**Entries shown:**
-- -- --
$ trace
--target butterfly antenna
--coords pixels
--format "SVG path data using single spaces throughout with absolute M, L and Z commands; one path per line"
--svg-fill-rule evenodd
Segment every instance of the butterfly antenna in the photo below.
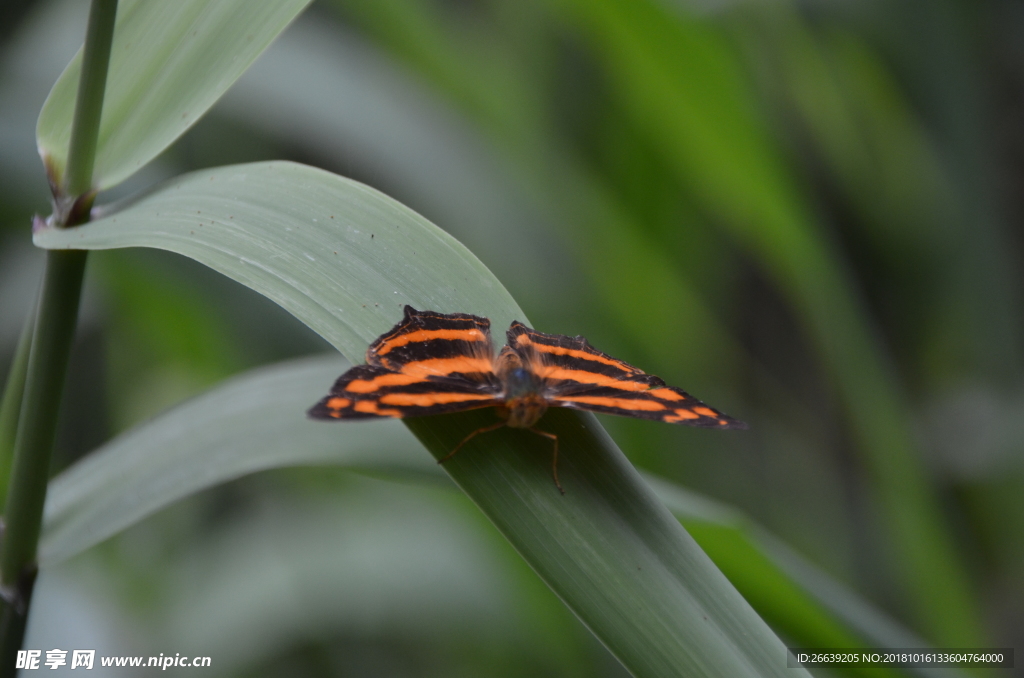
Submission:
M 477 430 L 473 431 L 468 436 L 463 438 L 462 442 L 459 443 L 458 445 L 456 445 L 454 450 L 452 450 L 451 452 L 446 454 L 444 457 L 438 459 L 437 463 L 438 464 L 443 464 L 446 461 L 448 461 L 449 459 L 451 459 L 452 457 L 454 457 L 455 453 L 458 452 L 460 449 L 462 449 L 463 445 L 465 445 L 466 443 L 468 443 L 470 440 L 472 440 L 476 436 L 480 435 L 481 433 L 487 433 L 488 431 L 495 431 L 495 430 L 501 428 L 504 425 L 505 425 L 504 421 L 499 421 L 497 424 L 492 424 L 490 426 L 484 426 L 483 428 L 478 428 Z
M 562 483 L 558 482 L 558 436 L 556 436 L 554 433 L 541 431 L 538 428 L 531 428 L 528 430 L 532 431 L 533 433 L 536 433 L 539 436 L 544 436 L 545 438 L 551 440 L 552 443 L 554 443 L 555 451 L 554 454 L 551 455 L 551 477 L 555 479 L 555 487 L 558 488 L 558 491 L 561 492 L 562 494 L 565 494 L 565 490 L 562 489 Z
-- -- --
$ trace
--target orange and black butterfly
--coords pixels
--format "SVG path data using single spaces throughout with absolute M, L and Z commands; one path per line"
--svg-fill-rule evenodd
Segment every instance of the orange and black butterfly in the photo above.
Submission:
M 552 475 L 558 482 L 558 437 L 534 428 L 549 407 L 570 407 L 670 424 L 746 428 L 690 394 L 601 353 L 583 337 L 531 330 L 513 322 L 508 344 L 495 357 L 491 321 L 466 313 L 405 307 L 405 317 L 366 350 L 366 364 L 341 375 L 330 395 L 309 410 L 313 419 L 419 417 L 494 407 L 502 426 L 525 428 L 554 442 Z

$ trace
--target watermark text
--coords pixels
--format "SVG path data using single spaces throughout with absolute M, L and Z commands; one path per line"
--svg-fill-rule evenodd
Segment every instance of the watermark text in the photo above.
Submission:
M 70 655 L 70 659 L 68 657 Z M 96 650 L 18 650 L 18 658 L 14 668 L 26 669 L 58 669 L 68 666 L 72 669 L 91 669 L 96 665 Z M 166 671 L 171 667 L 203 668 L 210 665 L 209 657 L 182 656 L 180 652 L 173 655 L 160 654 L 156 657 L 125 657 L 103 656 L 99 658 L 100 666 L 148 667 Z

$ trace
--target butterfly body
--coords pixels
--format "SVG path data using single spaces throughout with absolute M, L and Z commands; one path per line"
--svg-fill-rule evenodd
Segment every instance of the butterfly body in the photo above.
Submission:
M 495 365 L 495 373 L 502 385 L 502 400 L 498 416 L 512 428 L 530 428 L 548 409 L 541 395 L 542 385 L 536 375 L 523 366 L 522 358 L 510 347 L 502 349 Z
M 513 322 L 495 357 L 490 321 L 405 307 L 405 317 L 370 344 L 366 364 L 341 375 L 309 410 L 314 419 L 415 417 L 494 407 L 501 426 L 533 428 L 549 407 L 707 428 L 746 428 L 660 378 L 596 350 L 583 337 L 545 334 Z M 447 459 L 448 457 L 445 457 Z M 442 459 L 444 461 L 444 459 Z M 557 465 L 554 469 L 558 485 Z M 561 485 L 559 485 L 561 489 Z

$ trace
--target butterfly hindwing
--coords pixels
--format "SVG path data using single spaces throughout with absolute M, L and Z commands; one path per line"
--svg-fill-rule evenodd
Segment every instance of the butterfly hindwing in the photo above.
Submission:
-- -- --
From the records above, pick out and copy each line holding the word "target".

--target butterfly antenna
--target orange and black butterfly
--target watermark text
--target butterfly body
--target butterfly hindwing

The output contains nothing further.